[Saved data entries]

-- Opening Marker --

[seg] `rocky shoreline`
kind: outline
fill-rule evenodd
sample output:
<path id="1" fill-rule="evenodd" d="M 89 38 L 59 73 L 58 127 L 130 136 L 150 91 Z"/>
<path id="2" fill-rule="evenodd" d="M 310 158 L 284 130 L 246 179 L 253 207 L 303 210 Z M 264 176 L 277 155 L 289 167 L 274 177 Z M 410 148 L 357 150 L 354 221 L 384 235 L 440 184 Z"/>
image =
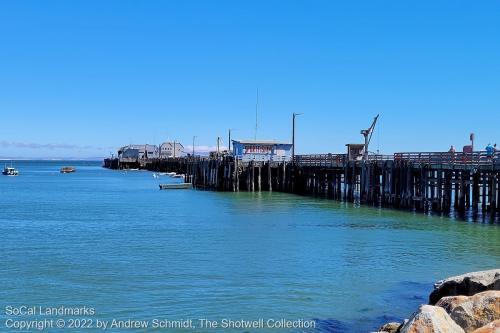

-- Closing Marker --

### To do:
Without the pictures, repeat exactly the lines running from the line containing "kind: outline" through the end of the data, both ends included.

### Final answer:
kind: outline
fill-rule evenodd
sample output:
<path id="1" fill-rule="evenodd" d="M 89 38 L 59 73 L 58 127 L 130 136 L 150 91 Z"/>
<path id="2" fill-rule="evenodd" d="M 310 158 L 284 130 L 246 179 L 253 207 L 303 210 Z M 264 176 L 277 155 L 289 167 L 274 177 Z M 410 148 L 357 150 L 354 221 L 384 235 L 440 184 Z"/>
image =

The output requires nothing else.